▶ [WHAT TO PRODUCE]: Turn every line of the records below into a numbered list, skipping any blank lines.

▶ [Point placement records]:

..............................

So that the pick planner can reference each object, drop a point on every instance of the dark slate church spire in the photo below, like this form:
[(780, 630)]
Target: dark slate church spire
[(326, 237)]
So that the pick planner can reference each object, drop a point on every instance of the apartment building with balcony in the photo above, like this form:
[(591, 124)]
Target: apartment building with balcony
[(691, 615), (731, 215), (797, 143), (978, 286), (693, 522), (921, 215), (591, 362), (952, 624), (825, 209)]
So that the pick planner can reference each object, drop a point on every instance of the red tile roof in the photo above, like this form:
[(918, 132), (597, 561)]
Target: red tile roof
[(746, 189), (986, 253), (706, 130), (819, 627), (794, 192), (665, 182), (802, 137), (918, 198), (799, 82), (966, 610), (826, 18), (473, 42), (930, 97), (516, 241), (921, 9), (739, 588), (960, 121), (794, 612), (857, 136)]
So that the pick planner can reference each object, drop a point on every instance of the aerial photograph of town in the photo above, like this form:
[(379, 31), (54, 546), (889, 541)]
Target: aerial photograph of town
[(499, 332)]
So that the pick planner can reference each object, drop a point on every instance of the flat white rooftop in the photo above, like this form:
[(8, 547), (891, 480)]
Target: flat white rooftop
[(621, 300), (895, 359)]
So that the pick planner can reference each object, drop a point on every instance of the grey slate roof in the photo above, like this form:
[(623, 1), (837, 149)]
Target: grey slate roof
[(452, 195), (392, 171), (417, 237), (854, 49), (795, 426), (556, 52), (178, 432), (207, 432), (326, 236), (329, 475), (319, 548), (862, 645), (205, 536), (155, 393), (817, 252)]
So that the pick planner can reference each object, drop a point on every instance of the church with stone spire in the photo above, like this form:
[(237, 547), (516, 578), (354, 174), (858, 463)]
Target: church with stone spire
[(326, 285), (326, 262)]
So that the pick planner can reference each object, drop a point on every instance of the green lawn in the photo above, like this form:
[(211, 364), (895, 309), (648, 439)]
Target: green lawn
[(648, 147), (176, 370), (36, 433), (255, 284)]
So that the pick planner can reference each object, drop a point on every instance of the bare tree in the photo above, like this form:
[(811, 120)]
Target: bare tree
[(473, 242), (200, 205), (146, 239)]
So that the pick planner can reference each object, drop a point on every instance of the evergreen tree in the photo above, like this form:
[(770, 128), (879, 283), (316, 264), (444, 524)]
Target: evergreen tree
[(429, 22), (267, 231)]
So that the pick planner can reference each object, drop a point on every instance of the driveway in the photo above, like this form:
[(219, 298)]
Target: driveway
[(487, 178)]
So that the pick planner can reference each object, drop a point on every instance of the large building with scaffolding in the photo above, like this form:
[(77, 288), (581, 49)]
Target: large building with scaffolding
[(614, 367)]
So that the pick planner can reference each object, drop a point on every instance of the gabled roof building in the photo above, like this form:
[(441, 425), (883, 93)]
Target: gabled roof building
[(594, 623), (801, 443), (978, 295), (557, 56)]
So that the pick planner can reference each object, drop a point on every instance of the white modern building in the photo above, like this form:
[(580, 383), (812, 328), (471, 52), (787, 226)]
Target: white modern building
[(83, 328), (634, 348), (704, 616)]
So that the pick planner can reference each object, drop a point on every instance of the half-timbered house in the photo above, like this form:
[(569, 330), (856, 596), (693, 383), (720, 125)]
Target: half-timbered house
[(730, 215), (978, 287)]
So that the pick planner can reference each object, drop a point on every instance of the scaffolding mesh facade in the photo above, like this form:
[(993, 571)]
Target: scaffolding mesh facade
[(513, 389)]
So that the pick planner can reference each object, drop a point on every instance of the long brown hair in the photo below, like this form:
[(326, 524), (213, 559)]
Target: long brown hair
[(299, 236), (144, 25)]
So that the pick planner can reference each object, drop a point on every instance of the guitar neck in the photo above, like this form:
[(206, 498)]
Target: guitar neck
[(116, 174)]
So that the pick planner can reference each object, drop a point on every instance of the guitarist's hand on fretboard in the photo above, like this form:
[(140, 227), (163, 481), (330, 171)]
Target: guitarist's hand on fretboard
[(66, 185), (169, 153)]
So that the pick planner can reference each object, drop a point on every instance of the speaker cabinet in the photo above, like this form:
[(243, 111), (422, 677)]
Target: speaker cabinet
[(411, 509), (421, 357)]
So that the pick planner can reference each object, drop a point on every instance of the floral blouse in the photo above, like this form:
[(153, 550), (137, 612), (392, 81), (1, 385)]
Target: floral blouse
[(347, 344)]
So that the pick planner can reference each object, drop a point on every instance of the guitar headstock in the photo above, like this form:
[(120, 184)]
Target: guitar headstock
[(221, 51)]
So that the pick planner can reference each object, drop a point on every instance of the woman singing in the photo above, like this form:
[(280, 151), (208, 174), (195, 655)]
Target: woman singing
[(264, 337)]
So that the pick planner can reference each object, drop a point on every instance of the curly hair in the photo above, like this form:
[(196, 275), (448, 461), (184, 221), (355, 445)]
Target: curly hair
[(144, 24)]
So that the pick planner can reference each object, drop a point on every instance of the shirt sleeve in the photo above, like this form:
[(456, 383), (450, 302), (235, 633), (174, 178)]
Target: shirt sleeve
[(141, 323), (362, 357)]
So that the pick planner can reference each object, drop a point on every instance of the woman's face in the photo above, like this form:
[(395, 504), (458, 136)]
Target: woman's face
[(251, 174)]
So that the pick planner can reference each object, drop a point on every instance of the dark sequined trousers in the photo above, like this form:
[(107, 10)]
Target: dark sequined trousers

..............................

▶ [ANSWER TO THE TASK]:
1. So that the pick planner can reference each object, drop a point on every instance of the dark slate church spire in the photo below, like this form:
2. [(780, 630)]
3. Target: dark slate church spire
4. [(326, 237)]
5. So that the pick planner can reference each object, drop a point on every instance of the apartment building with balcony in the photo above, like this form:
6. [(591, 124)]
7. Target: apartment building with balcony
8. [(691, 615), (731, 215), (797, 143), (978, 286), (693, 522), (921, 215), (591, 362), (952, 624), (825, 209)]
9. So that the pick planner can reference each object, drop a point on every instance of the red tile roof in the photo above, like this form:
10. [(918, 132), (597, 561)]
11. Target: red tile roof
12. [(746, 189), (986, 253), (706, 130), (819, 627), (794, 192), (665, 182), (802, 137), (918, 198), (799, 82), (966, 610), (826, 18), (473, 42), (930, 97), (516, 241), (921, 9), (739, 588), (960, 121), (794, 612), (857, 136)]
13. So that the pick planner can reference each object, drop a point on every instance of the aerial photograph of town in the photo above, like this form:
14. [(379, 31), (54, 546), (889, 541)]
15. Target: aerial photograph of town
16. [(499, 332)]
17. So that the pick planner can reference each object, drop a point on every instance of the flat white rooftop in the photo above, like this form:
18. [(8, 547), (891, 480)]
19. Target: flat white rooftop
20. [(621, 300), (895, 359)]
21. So that the pick planner can reference each object, drop a point on every instance of the grey slate roof in the photo above, like this form:
22. [(623, 1), (837, 149)]
23. Target: grey slate roof
24. [(452, 195), (392, 171), (417, 237), (854, 49), (795, 426), (556, 52), (178, 432), (207, 432), (326, 236), (329, 475), (319, 548), (862, 645), (205, 536), (155, 393), (817, 252)]
25. So that the pick planner can reference each object, drop a point on every instance of the church with stone spire in the photo above, like this form:
26. [(237, 547), (516, 578), (354, 174), (858, 463)]
27. Target: church with stone spire
28. [(326, 285), (326, 262)]
29. So that the pick planner can reference each object, drop a point on every instance of the green lawn in the photo above, like this form:
30. [(211, 364), (895, 309), (648, 439)]
31. Target: green lawn
32. [(648, 147), (176, 370), (36, 433), (255, 284)]
33. So that the pick planner can reference each object, drop a point on every instance of the bare tree in the photo above, like this form:
34. [(811, 120)]
35. Target: bare tree
36. [(473, 242), (200, 205), (146, 239)]
37. So that the pick planner can reference each object, drop a point on every instance of the evergreen tree in the photo above, like this form:
38. [(770, 128), (879, 283), (316, 264), (444, 524)]
39. Target: evergreen tree
40. [(429, 22), (267, 231)]
41. So that the pick planner can reference each object, drop a point on every instance of the driveway in the photo above, like this form:
42. [(219, 298)]
43. Target: driveway
44. [(487, 178)]
45. So that the pick planner can reference each object, drop a point on every instance of the large building with scaffolding in the photo above, like this form:
46. [(77, 288), (581, 49)]
47. Target: large building with scaffolding
48. [(614, 367)]
49. So that the pick planner can reference each object, drop a point on every instance of the gabled roof building in the photo above, like this form:
50. [(441, 425), (883, 93)]
51. Target: gabled roof building
52. [(594, 623), (801, 443), (978, 295), (557, 56)]
53. So that the pick planner can reference each object, drop a point on every instance of the white modern building in the photo above, like this form:
54. [(580, 383), (812, 328), (471, 52), (787, 226)]
55. Target: white modern building
56. [(83, 328), (634, 348), (704, 616)]
57. So that the pick planner can reference each object, drop a point on every instance of the half-timbered house in the photo above, like this form:
58. [(569, 330), (856, 596), (693, 383), (720, 125)]
59. Target: half-timbered house
60. [(730, 215), (978, 287)]
61. So that the pick planner can reference each object, drop a point on every instance of the scaffolding mesh facade in the photo above, like this form:
62. [(993, 571)]
63. Target: scaffolding mesh facade
64. [(513, 389)]
65. So that the pick planner can reference each object, drop a point on every instance of the long brown hair in the photo below, like this form:
66. [(326, 524), (213, 559)]
67. Target: long brown hair
68. [(299, 236), (144, 25)]
69. So that the pick planner can reference each object, drop a point on every instance of the guitar neck in the photo above, like this form:
70. [(206, 498)]
71. Target: guitar neck
72. [(116, 174)]
73. So that the pick planner can reference each object, drop a point on every instance of the guitarist's hand on fretboard in the photo above, like this form:
74. [(140, 227), (163, 481), (330, 171)]
75. Target: guitarist's hand on fretboard
76. [(66, 185), (169, 153)]
77. So that the pick planner can reference each object, drop a point on every instance of the speaker cabinet in the photo above, like this form:
78. [(243, 111), (422, 677)]
79. Target: speaker cabinet
80. [(411, 509), (421, 357)]
81. So that the pick planner can reference each object, drop a point on every instance of the floral blouse in the photo above, like this form:
82. [(153, 550), (137, 612), (392, 81), (1, 385)]
83. Target: floral blouse
84. [(347, 344)]
85. So that the pick planner can reference each object, drop a point on every instance of the guitar headstock in the photo above, like this form:
86. [(120, 184)]
87. Target: guitar headstock
88. [(221, 51)]
89. So that the pick planner can reference each object, drop a point on every instance of the woman singing in the photo above, like this form:
90. [(280, 151), (208, 174), (195, 655)]
91. Target: woman singing
92. [(264, 337)]
93. So that the pick planner can reference each object, drop a point on every instance of the curly hair in the photo above, like this form:
94. [(196, 275), (448, 461), (184, 221), (355, 445)]
95. Target: curly hair
96. [(144, 24)]
97. So that the pick planner can reference each object, drop a point on every instance of the shirt sleeve in the photo above, like this form:
98. [(456, 383), (450, 302), (235, 633), (174, 178)]
99. Target: shirt sleeve
100. [(141, 323), (362, 357)]
101. So that the pick planner can reference each object, drop a point on every instance of the woman's face in the photo above, like this form:
102. [(395, 504), (458, 136)]
103. Target: woman's face
104. [(251, 174)]
105. So that the pick planner can reference each object, drop a point on every instance of the dark sequined trousers in the photo above, like this form:
106. [(107, 10)]
107. Target: dark sequined trousers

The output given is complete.